-- DATA FOR PROCESSING start --

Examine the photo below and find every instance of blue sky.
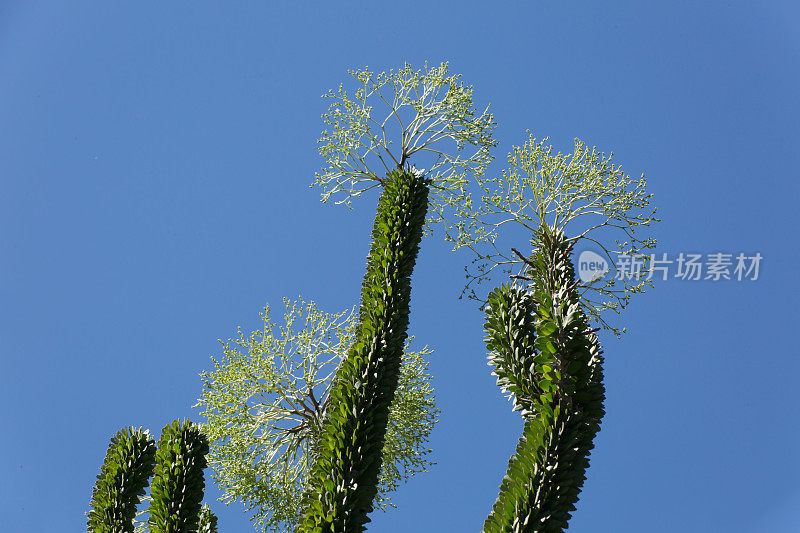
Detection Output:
[0,0,800,533]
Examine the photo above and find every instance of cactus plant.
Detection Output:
[198,299,438,532]
[451,136,657,533]
[87,420,216,533]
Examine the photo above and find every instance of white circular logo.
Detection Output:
[578,250,608,283]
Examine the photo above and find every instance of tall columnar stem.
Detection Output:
[484,227,605,533]
[298,170,429,533]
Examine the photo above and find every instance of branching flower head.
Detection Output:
[315,63,496,225]
[447,134,658,334]
[197,299,438,531]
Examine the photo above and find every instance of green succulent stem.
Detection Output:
[87,420,217,533]
[148,420,208,533]
[483,225,605,533]
[87,427,156,533]
[297,169,429,533]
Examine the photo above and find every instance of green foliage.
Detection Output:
[484,227,605,533]
[148,420,208,533]
[87,420,217,533]
[198,299,438,531]
[197,505,217,533]
[446,131,658,335]
[298,171,428,532]
[87,427,156,533]
[315,63,497,227]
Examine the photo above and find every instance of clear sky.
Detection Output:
[0,0,800,533]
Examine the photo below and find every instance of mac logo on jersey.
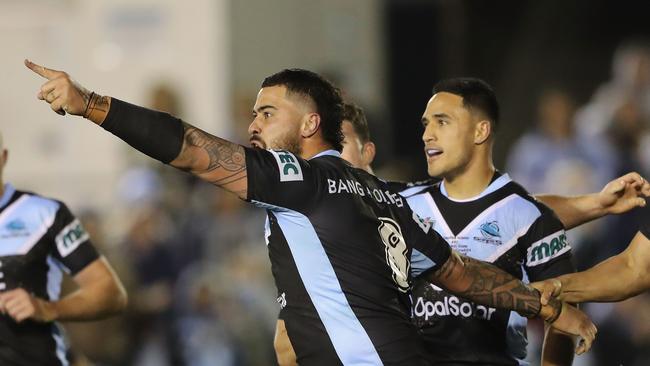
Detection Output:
[479,221,501,239]
[269,150,302,182]
[378,217,411,292]
[0,219,29,238]
[526,230,571,267]
[55,219,89,257]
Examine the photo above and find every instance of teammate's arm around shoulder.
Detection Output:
[533,232,650,302]
[535,172,650,229]
[429,252,596,354]
[25,60,247,199]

-- DATA FOR PROCESSING end --

* [THE TASK] Copy out the lines above verbatim, starting with the line that contains "Examine the photo above and find every instance of teammate's" and continuing through the last line.

* [RESPONSE TO THE TASK]
Examine the photo above and find every instance of teammate's arm around shoulder.
Detection Output:
[533,232,650,302]
[535,172,650,229]
[429,252,596,354]
[25,60,247,199]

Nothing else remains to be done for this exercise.